Task brief: Report every line of the records below that holds the word "dishwasher", matching case.

Record set:
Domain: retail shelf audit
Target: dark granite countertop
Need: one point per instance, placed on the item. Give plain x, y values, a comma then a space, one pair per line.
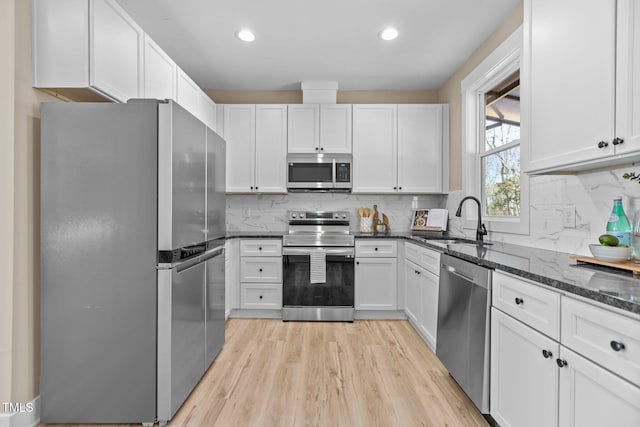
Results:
255, 234
554, 269
558, 270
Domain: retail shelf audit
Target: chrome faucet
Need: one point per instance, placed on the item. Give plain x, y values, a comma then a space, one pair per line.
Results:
481, 230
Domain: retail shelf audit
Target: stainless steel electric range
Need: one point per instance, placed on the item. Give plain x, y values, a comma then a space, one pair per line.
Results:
318, 266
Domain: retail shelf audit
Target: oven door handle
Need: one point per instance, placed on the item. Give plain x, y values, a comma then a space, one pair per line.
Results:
329, 251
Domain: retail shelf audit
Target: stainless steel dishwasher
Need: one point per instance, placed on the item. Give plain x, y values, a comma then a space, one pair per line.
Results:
463, 344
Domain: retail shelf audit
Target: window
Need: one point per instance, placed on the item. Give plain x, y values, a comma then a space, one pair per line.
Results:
492, 138
500, 154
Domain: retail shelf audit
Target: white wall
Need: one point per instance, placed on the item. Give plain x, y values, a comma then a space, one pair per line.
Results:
591, 193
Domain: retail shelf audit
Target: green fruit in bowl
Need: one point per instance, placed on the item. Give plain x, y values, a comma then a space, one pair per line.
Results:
608, 240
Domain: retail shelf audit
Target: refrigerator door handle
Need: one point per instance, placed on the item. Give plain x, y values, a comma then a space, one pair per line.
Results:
184, 265
212, 253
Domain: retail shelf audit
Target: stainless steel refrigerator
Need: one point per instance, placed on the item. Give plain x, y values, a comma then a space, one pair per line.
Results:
132, 259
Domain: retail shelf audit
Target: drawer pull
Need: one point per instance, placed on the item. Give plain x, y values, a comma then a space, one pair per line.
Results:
617, 345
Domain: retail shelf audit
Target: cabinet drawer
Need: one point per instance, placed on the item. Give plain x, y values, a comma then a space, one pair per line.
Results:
608, 338
528, 302
260, 247
377, 248
423, 257
261, 296
261, 269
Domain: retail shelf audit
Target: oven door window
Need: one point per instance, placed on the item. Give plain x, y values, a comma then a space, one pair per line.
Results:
299, 291
310, 172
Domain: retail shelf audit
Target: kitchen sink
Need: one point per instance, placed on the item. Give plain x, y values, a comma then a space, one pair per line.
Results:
454, 240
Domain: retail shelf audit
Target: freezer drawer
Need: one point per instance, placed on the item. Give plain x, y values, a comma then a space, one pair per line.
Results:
215, 308
181, 335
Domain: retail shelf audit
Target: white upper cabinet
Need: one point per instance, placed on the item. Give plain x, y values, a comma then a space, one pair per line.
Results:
584, 78
420, 148
159, 72
628, 77
335, 128
271, 148
256, 138
91, 50
400, 148
115, 46
240, 134
90, 45
319, 128
195, 100
375, 148
304, 128
187, 92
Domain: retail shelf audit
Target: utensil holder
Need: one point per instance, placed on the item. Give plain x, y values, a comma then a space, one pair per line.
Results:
366, 225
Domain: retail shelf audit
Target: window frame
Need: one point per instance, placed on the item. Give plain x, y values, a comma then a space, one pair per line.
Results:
496, 67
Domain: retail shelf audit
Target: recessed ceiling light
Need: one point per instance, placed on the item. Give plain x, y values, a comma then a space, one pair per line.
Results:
245, 35
388, 34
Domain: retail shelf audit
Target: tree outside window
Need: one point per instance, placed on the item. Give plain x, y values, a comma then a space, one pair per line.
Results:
500, 153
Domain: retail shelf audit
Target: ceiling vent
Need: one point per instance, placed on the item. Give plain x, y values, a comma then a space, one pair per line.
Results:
319, 92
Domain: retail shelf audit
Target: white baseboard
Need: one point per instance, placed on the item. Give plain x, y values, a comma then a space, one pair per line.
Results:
22, 419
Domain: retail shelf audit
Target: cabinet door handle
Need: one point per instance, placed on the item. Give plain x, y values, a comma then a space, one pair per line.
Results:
617, 346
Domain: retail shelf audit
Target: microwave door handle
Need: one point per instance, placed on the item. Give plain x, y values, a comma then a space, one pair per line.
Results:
334, 172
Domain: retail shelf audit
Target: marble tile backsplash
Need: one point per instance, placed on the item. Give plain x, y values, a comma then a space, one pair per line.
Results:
591, 193
269, 212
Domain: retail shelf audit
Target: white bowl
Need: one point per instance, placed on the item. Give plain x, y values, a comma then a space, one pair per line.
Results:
610, 253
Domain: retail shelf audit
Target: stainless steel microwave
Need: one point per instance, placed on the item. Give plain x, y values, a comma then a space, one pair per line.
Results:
319, 172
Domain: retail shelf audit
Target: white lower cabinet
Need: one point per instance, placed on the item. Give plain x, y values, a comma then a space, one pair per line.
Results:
375, 284
376, 271
421, 287
540, 380
260, 274
524, 380
413, 305
422, 281
591, 396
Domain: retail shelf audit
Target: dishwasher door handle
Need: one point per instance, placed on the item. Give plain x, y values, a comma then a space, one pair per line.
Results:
473, 280
457, 273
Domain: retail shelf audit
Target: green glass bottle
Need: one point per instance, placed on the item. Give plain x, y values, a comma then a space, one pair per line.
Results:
618, 224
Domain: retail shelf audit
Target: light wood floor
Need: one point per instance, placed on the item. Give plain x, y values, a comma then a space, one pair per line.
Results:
366, 373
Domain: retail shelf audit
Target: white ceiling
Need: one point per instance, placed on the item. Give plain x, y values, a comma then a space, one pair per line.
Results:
319, 40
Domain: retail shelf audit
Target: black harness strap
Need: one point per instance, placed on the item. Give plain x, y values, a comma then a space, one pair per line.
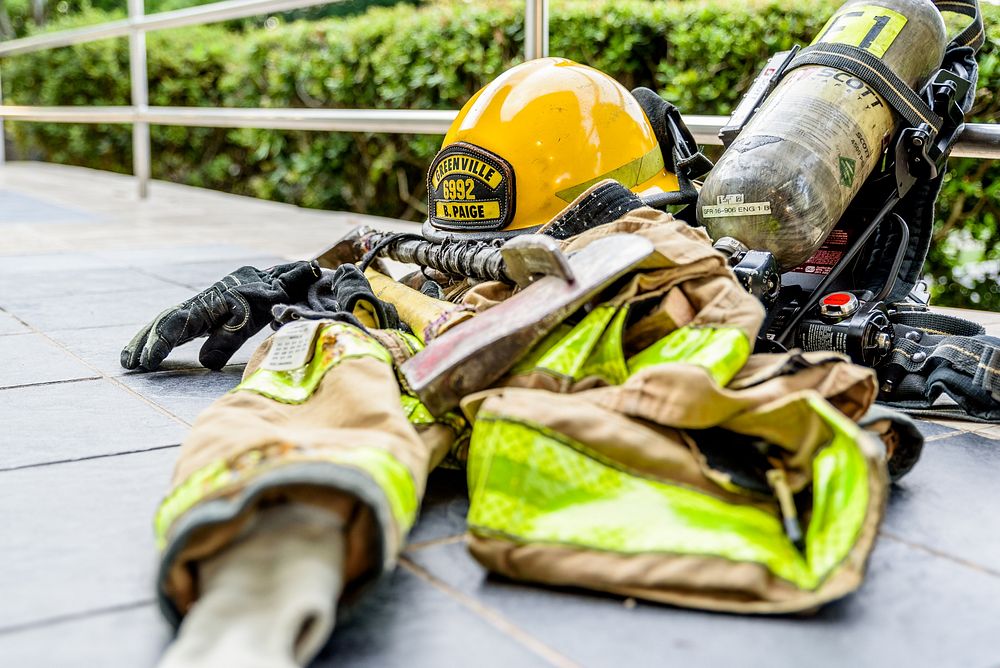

Output for this task:
Target: stainless steel dishwasher
Target: dishwasher door handle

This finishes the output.